═══ Source passage ═══
HDS in UTP research pact, sees more opportunity in healthcare
By Goh Thean Eu October 12, 2015
- Traumatic brain injury a serious problem but a ‘silent’ issue
- HDS aims to take Malaysian healthcare industry ‘to the next level’
STORAGE solutions provider Hitachi Data Systems Corp (HDS) believes that its recently-agreed research collaboration into traumatic brain injuries with Universiti Teknologi Petronas (UTP) will open up more opportunity in the Malaysian healthcare sector.
The company already has a presence in the healthcare industry here, HDS Malaysia managing director Wee Kai Teck told a media briefing in Kuala Lumpur on Oct 9, but this mostly revolved around its hardware products.
With the UTP research agreement under its belt, Wee said he hopes HDS would be able to grow its solutions business in Malaysian healthcare as well, and to also “help take Malaysia’s healthcare industry to the next level.”
The HDS and UTP research collaboration is aimed at improving clinical support for traumatic brain injuries.
The partnership will bring together Hitachi Cloud Services Connection (HCSC)-Healthcare, which HDS touts as “a first-of-its-kind open healthcare cloud platform for analytics,” with UTP’s biomedical image analysis and analytics via its Centre for Intelligent Signal and Imaging Research (CISIR).
═══ Provided material ═══
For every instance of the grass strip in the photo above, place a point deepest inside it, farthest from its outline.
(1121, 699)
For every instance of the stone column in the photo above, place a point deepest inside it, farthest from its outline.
═══
Assignment: Extend the news article on the Hitachi Data Systems and Universiti Teknologi Petronas research pact, starting after its final sentence.

Solved problem:
The research will involve integrating magnetic resonance imaging (MRI) scans, blood panels and intensive care unit (ICU) data to deliver precise and instant clinical support that can benefit both patients and healthcare professionals, HDS said in a statement.
“The outcome of the research work and analysis, if it’s in the form of intellectual property (IP), will then be shared,” said UTP vice chancellor Dr Abdul Rahim Hashim.
CISIR will also be working closely with HDS and clinical partners from Prince Court Medical Centre, Universiti Kebangsaan Malaysia and Universiti Malaya to develop new applications for traumatic brain injury patients.
“Because HCSC-Healthcare is based on industry standards, any additional medical data can easily be integrated and analysed throughout the study,” claimed HDS Asia Pacific general manager Johnny Ma.
Neither party would reveal how much they would be investing in the research.
TBI is ‘the silent problem’
According to UTP senior lecturer Dr Eric Ho, there is still a lot of room for improvement in terms of understanding traumatic brain injury or TBI.
“It is the fourth leading cause of death due to road traffic accidents in Malaysia. It is a big problem but also a silent problem because of the lack of awareness.
“Another thing about traumatic brain injury right now is that surgeons just classify them as mild, moderate or severe.
“Is that the best way to classify traumatic brain injury? Probably not, because we are seeing a lot of these mild injuries deteriorating very quickly within two years,” said Dr Ho.
He said that one of the reason UTPs, which has been looking for a solutions partner for more than a year, chose HDS is that its solution is flexible and allows the university to work with various vendors.
“We are looking at images and signals to provide us with feedback, and additional information for us to better understand traumatic brain injury,” said Dr Ho.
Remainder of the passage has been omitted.